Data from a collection
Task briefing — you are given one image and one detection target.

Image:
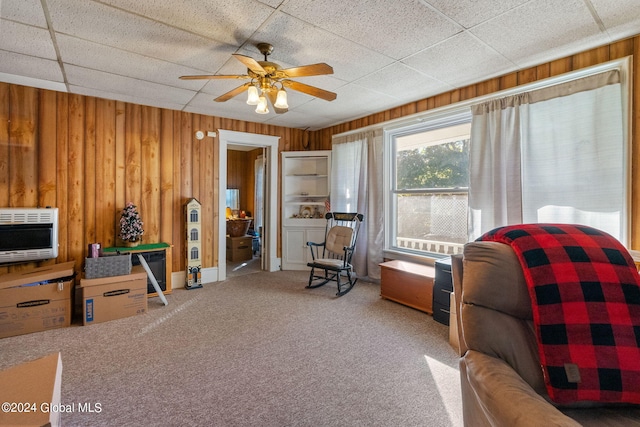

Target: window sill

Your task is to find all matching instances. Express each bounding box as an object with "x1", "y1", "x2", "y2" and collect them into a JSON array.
[{"x1": 382, "y1": 249, "x2": 447, "y2": 266}]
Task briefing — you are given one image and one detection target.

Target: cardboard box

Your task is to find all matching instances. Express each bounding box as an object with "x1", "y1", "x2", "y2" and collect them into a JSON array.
[
  {"x1": 80, "y1": 265, "x2": 147, "y2": 326},
  {"x1": 0, "y1": 353, "x2": 62, "y2": 426},
  {"x1": 0, "y1": 261, "x2": 74, "y2": 338}
]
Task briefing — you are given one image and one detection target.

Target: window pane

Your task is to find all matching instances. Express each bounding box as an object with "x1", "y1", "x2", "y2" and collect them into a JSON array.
[
  {"x1": 395, "y1": 191, "x2": 468, "y2": 254},
  {"x1": 391, "y1": 123, "x2": 470, "y2": 254},
  {"x1": 395, "y1": 123, "x2": 471, "y2": 190}
]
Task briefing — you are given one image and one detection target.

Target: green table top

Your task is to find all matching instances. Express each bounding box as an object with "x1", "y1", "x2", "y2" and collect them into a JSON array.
[{"x1": 102, "y1": 243, "x2": 171, "y2": 252}]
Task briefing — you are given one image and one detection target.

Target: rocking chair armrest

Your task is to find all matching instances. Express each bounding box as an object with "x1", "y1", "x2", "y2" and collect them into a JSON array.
[{"x1": 307, "y1": 242, "x2": 326, "y2": 261}]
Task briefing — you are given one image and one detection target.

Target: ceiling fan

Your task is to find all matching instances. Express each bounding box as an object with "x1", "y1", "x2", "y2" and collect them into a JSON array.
[{"x1": 180, "y1": 43, "x2": 336, "y2": 114}]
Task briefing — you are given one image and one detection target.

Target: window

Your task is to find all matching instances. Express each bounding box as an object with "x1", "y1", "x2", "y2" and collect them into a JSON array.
[
  {"x1": 383, "y1": 58, "x2": 630, "y2": 258},
  {"x1": 387, "y1": 110, "x2": 471, "y2": 256}
]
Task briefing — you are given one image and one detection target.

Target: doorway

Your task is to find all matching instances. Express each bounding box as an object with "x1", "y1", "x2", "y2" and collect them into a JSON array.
[{"x1": 218, "y1": 130, "x2": 280, "y2": 281}]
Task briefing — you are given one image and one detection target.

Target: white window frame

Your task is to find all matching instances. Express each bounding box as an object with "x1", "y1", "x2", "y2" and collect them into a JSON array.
[
  {"x1": 384, "y1": 105, "x2": 471, "y2": 258},
  {"x1": 383, "y1": 56, "x2": 632, "y2": 262}
]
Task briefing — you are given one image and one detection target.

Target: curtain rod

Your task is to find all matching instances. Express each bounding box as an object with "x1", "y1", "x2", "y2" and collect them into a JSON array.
[{"x1": 331, "y1": 56, "x2": 631, "y2": 139}]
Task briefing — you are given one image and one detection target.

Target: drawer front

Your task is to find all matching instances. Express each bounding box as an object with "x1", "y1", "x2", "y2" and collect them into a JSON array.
[
  {"x1": 435, "y1": 257, "x2": 453, "y2": 291},
  {"x1": 433, "y1": 283, "x2": 451, "y2": 307},
  {"x1": 433, "y1": 304, "x2": 449, "y2": 326}
]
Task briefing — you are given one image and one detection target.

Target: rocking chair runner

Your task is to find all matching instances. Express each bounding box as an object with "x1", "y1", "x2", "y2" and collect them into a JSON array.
[{"x1": 307, "y1": 212, "x2": 364, "y2": 296}]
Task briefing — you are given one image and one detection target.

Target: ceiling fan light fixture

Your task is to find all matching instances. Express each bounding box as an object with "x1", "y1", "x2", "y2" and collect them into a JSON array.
[
  {"x1": 273, "y1": 89, "x2": 289, "y2": 108},
  {"x1": 247, "y1": 86, "x2": 260, "y2": 105},
  {"x1": 256, "y1": 95, "x2": 269, "y2": 114}
]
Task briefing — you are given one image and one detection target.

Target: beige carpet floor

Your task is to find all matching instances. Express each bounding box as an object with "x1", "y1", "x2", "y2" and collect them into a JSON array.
[{"x1": 0, "y1": 271, "x2": 462, "y2": 427}]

▶ **Stated exercise**
Locate each line in the data above that contains the string "window" and copy every one of those lines in full.

▶ **Task response**
Target: window sill
Target: window pane
Target: window
Target: white window frame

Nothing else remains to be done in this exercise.